Objective
Gather every line of the entries below that contains the string "dark", and copy each of those lines in full. Case counts when matching.

(Rows from a box-labeling dataset)

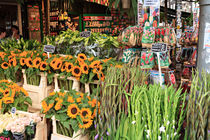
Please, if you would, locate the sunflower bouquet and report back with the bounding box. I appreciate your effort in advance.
[41,90,100,137]
[19,51,49,86]
[0,80,32,113]
[0,50,22,82]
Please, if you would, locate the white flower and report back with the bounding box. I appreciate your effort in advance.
[172,125,175,129]
[147,130,150,135]
[131,121,136,124]
[159,125,165,132]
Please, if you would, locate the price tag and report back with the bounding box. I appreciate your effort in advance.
[152,43,167,52]
[44,45,55,53]
[11,107,16,114]
[80,31,91,37]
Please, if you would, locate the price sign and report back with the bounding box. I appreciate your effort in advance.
[80,31,91,37]
[11,107,16,114]
[152,43,167,52]
[44,45,55,53]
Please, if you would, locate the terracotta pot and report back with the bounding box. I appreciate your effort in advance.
[122,0,131,9]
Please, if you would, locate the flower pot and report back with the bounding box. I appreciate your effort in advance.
[54,74,80,92]
[22,70,54,110]
[51,116,89,140]
[122,0,130,9]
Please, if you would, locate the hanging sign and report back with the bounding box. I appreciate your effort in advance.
[80,31,91,37]
[204,23,210,49]
[152,43,167,52]
[44,45,55,53]
[144,0,159,6]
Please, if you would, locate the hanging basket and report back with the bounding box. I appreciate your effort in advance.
[122,0,131,9]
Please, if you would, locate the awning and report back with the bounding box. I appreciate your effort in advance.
[86,0,109,6]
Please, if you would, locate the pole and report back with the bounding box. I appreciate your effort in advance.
[197,0,210,73]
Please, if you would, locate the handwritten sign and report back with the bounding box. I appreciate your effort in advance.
[44,45,55,53]
[152,43,167,52]
[80,31,91,37]
[11,107,16,114]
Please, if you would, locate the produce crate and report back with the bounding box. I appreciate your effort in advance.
[85,80,100,94]
[51,116,89,140]
[16,111,47,140]
[22,70,54,110]
[54,74,80,92]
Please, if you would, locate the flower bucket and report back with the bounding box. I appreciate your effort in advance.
[22,70,54,110]
[51,116,89,140]
[54,74,80,92]
[85,80,100,95]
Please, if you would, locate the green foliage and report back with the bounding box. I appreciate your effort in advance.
[185,72,210,140]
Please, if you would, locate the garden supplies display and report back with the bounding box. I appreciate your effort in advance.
[118,26,143,47]
[142,26,155,48]
[140,51,155,69]
[122,48,140,63]
[0,112,41,140]
[0,80,32,113]
[42,90,100,137]
[44,30,119,58]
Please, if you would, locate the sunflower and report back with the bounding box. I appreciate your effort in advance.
[67,104,80,118]
[25,57,33,68]
[76,97,82,103]
[89,60,101,68]
[21,87,28,96]
[77,53,87,61]
[9,58,17,67]
[52,59,63,70]
[72,66,82,77]
[81,63,89,74]
[79,119,93,129]
[80,108,92,119]
[66,62,74,72]
[3,97,14,104]
[33,57,42,69]
[40,61,48,71]
[67,96,74,103]
[50,58,57,68]
[20,58,26,66]
[61,63,66,72]
[1,62,9,70]
[50,92,55,96]
[3,89,10,97]
[88,56,94,61]
[115,65,123,69]
[93,65,103,73]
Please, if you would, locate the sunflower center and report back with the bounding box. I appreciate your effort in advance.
[84,66,87,71]
[82,111,87,117]
[71,108,77,114]
[42,64,46,68]
[4,64,8,67]
[57,63,61,68]
[74,69,80,74]
[68,65,71,69]
[36,60,40,65]
[29,60,33,65]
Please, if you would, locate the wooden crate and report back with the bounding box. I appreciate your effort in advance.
[54,74,80,92]
[22,70,54,110]
[16,111,47,140]
[85,80,99,95]
[51,117,89,140]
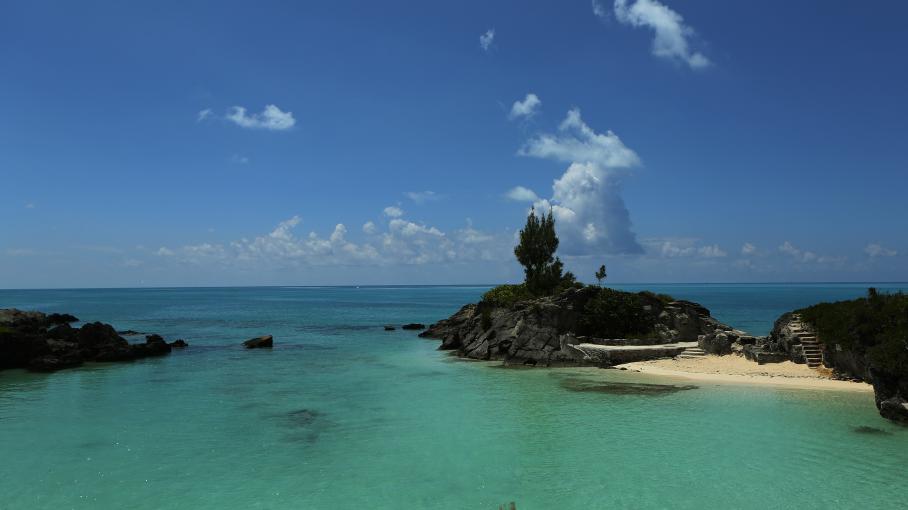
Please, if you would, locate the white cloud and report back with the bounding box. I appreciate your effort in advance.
[159,216,513,269]
[864,243,898,257]
[612,0,710,69]
[518,109,643,255]
[479,28,495,51]
[404,190,439,204]
[697,244,728,259]
[593,0,608,18]
[384,205,404,218]
[508,93,542,119]
[779,241,818,263]
[505,186,539,202]
[519,108,640,168]
[227,104,296,131]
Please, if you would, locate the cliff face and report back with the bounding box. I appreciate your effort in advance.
[420,287,731,366]
[755,312,908,424]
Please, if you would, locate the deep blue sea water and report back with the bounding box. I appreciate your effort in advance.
[0,284,908,510]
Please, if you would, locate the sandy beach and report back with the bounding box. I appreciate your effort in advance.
[616,355,873,393]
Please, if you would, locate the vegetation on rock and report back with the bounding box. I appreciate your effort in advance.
[797,288,908,377]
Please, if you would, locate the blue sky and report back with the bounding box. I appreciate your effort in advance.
[0,0,908,288]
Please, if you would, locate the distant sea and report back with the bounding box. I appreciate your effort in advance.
[0,284,908,510]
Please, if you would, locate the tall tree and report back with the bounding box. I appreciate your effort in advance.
[514,209,564,294]
[596,264,606,287]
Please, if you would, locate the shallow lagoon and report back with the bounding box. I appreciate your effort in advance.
[0,285,908,510]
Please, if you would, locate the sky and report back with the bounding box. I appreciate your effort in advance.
[0,0,908,288]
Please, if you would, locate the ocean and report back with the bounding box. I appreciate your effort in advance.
[0,284,908,510]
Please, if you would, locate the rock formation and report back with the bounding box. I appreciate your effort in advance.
[419,287,733,366]
[0,309,181,372]
[243,335,274,349]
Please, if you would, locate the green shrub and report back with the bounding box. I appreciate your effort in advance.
[579,289,656,338]
[639,290,675,303]
[796,288,908,377]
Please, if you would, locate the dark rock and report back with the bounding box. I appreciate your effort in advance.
[47,313,79,325]
[419,287,732,366]
[561,378,698,397]
[243,335,274,349]
[47,324,79,342]
[28,351,82,372]
[852,425,892,436]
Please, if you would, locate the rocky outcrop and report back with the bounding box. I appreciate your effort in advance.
[419,287,731,366]
[0,309,181,372]
[243,335,274,349]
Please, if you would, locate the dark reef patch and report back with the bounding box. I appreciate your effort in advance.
[561,378,699,397]
[851,425,892,436]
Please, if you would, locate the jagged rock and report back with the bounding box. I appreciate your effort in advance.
[697,331,734,355]
[0,309,183,372]
[419,287,731,366]
[243,335,274,349]
[47,313,79,325]
[28,351,83,372]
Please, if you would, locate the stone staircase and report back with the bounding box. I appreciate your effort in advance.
[678,347,706,359]
[788,315,823,368]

Result of this exercise
Please, if you would, locate the dark rock and report back with the bounding box. I appreciate your effort in advance.
Please, if you would, locate the dark reef patch and report back with the bounding box. I appreciate your effort in advance.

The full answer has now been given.